## Instruction
Please rewrite all of the lines below, substituting "Use this format" for every occurrence of "Follow this form" and changing nothing else. Omit the pictures from your answer.

Point-based annotation data
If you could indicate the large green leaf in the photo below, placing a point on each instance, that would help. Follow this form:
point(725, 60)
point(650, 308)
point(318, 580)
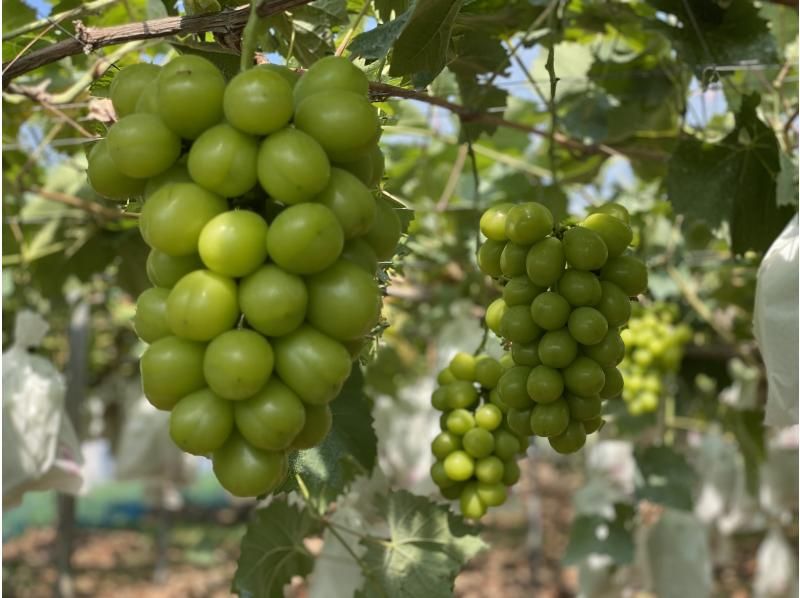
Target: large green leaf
point(733, 180)
point(427, 547)
point(593, 534)
point(349, 450)
point(421, 50)
point(665, 477)
point(273, 551)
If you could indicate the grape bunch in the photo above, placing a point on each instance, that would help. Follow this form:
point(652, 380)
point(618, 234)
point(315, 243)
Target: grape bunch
point(565, 297)
point(264, 237)
point(654, 346)
point(476, 450)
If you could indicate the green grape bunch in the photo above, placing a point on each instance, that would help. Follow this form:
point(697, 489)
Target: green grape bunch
point(654, 347)
point(565, 296)
point(475, 453)
point(265, 238)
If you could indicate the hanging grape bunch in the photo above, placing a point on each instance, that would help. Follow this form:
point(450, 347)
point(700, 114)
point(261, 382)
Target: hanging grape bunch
point(654, 346)
point(265, 239)
point(476, 450)
point(565, 296)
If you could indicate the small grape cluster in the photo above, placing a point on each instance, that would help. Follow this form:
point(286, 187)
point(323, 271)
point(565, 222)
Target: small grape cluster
point(654, 346)
point(565, 296)
point(265, 238)
point(476, 450)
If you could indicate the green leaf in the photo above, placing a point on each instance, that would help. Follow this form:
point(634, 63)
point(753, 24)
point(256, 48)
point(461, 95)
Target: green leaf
point(273, 551)
point(349, 450)
point(665, 477)
point(376, 43)
point(733, 180)
point(427, 547)
point(593, 534)
point(421, 49)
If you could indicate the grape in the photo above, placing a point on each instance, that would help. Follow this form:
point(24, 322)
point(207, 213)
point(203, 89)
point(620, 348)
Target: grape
point(512, 259)
point(550, 311)
point(202, 305)
point(190, 92)
point(580, 288)
point(201, 422)
point(350, 201)
point(305, 239)
point(272, 418)
point(587, 325)
point(493, 222)
point(106, 178)
point(141, 146)
point(223, 160)
point(127, 86)
point(545, 262)
point(292, 167)
point(520, 291)
point(238, 363)
point(571, 440)
point(258, 101)
point(615, 233)
point(234, 243)
point(528, 223)
point(273, 301)
point(557, 348)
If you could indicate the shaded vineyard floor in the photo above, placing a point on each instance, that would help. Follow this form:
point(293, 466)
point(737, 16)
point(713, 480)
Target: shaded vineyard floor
point(203, 546)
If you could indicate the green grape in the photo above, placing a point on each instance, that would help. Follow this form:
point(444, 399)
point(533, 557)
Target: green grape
point(520, 291)
point(616, 234)
point(587, 325)
point(459, 421)
point(444, 444)
point(519, 422)
point(459, 466)
point(526, 354)
point(584, 377)
point(488, 416)
point(478, 443)
point(489, 470)
point(518, 326)
point(545, 262)
point(489, 258)
point(461, 394)
point(550, 419)
point(544, 384)
point(493, 222)
point(494, 315)
point(580, 288)
point(528, 223)
point(512, 259)
point(506, 445)
point(557, 348)
point(550, 311)
point(571, 440)
point(512, 387)
point(614, 304)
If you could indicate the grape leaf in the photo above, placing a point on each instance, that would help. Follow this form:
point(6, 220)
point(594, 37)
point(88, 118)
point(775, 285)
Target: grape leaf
point(350, 449)
point(273, 551)
point(665, 477)
point(733, 180)
point(421, 49)
point(427, 547)
point(594, 534)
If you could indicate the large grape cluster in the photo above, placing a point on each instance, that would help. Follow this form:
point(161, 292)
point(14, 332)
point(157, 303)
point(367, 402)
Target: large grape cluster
point(265, 239)
point(476, 450)
point(654, 346)
point(565, 296)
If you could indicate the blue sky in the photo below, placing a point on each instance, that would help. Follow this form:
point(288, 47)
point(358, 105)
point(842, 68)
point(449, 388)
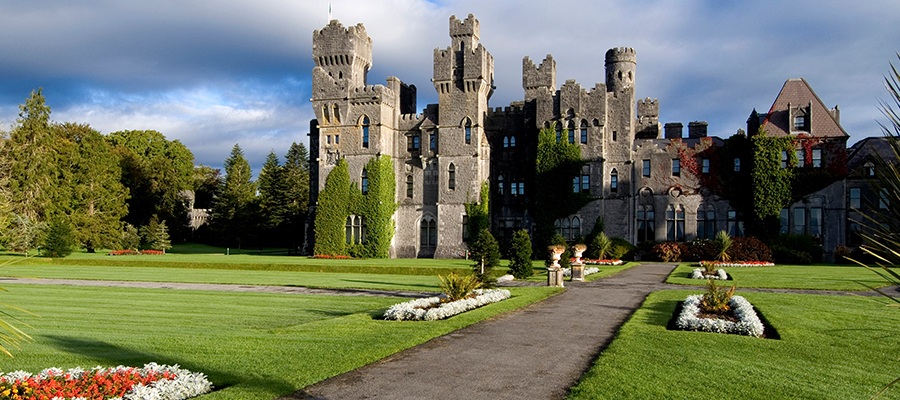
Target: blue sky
point(212, 73)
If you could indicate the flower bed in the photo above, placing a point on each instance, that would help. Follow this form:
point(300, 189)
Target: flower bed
point(134, 253)
point(567, 272)
point(427, 309)
point(153, 381)
point(748, 322)
point(698, 274)
point(722, 264)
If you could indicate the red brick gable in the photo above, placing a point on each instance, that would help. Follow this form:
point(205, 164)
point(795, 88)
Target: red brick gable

## Solution
If you could indicate the large green leaf in the photo below, placing a point on each instance, that would help. Use this format:
point(725, 60)
point(650, 308)
point(318, 580)
Target: large green leaf
point(733, 180)
point(427, 547)
point(593, 534)
point(349, 450)
point(421, 50)
point(665, 477)
point(273, 551)
If you could indicate the grape bunch in the photo above, placing a point on each instance, that would help. Use this format:
point(652, 380)
point(618, 234)
point(315, 243)
Target: grape bunch
point(565, 297)
point(264, 237)
point(654, 346)
point(476, 450)
If you could indicate the green grape bunch in the photo above, placing a point on each instance, that would help. Use this format:
point(697, 489)
Target: green grape bunch
point(654, 347)
point(565, 296)
point(475, 453)
point(265, 238)
If you could indicate the hanging grape bunch in the photo above, placing a point on each instance, that would help. Use this format:
point(450, 347)
point(700, 114)
point(261, 382)
Target: hanging grape bunch
point(654, 346)
point(265, 239)
point(476, 450)
point(565, 296)
If you could indicate the small grape cluster in the photo above, placing a point on each instance, that would help. Use this format:
point(286, 187)
point(323, 271)
point(565, 222)
Target: small grape cluster
point(654, 346)
point(565, 296)
point(265, 238)
point(476, 450)
If you could indicate the green leaf in the photo above, placing a point on each instance, that would help. Use this format:
point(634, 63)
point(753, 24)
point(256, 48)
point(461, 95)
Target: green leaf
point(273, 551)
point(349, 450)
point(665, 477)
point(376, 43)
point(733, 180)
point(427, 547)
point(593, 534)
point(421, 49)
If you could indicate the grape in the photo above, placing a point on each instance, that would help. Use this format:
point(24, 322)
point(207, 213)
point(203, 89)
point(620, 348)
Target: grape
point(512, 259)
point(550, 311)
point(202, 305)
point(190, 92)
point(580, 288)
point(201, 422)
point(350, 201)
point(305, 239)
point(272, 418)
point(587, 325)
point(493, 222)
point(106, 178)
point(141, 146)
point(223, 160)
point(127, 86)
point(545, 262)
point(292, 167)
point(520, 291)
point(238, 363)
point(571, 440)
point(258, 101)
point(615, 233)
point(234, 243)
point(528, 223)
point(273, 301)
point(557, 348)
If you could indicate the shaded vineyard floor in the photo above, placing a point on each instance, that would help. Use this format:
point(293, 466)
point(737, 16)
point(713, 480)
Target: shaded vineyard floor
point(203, 546)
If you could indicate the green grape in the photo above, placing a point on each instance, that would help. Use this format:
point(444, 399)
point(533, 557)
Target: green grape
point(520, 291)
point(616, 234)
point(587, 325)
point(459, 421)
point(444, 444)
point(519, 422)
point(459, 466)
point(526, 354)
point(584, 377)
point(488, 416)
point(478, 443)
point(489, 470)
point(518, 326)
point(545, 262)
point(489, 258)
point(461, 394)
point(550, 419)
point(544, 384)
point(493, 222)
point(494, 315)
point(580, 288)
point(528, 223)
point(512, 259)
point(506, 445)
point(557, 348)
point(550, 311)
point(571, 440)
point(512, 387)
point(614, 304)
If you could indicate the grape leaf in the photo above, placing a point on each instance, that would help. Use this format:
point(6, 220)
point(594, 37)
point(88, 118)
point(775, 285)
Target: grape leaf
point(350, 449)
point(273, 551)
point(665, 477)
point(733, 180)
point(421, 49)
point(427, 547)
point(594, 534)
If you could indicate the large grape cluster in the photo above, placing a point on each instance, that would help. Use this format:
point(161, 292)
point(14, 332)
point(157, 303)
point(367, 402)
Target: large grape cluster
point(265, 239)
point(476, 450)
point(654, 346)
point(565, 296)
If you could indicate the blue sky in the photo below, placing a point on each instance, that would help. Use this format:
point(288, 47)
point(358, 105)
point(842, 68)
point(449, 388)
Target: blue sky
point(212, 73)
If you could indicate the flower bed in the photo above, placing a point on each instance, that would help. Use this format:
point(300, 189)
Target: flower bed
point(134, 253)
point(567, 272)
point(427, 309)
point(153, 381)
point(748, 322)
point(698, 274)
point(722, 264)
If you could indicate the red brick gable in the photo above, placing a point on each instance, that would help. Use this format:
point(205, 164)
point(795, 88)
Target: red brick gable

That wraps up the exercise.